Stored items:
● ● ● ●

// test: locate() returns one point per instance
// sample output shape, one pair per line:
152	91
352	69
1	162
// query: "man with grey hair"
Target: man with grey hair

● ● ● ●

Write out all the data again, exactly as it appears.

- **Exercise response**:
// test: locate() returns one point per instance
// sample output shape, one pair per line:
152	91
352	69
1	162
// query: "man with grey hair"
Target: man with grey hair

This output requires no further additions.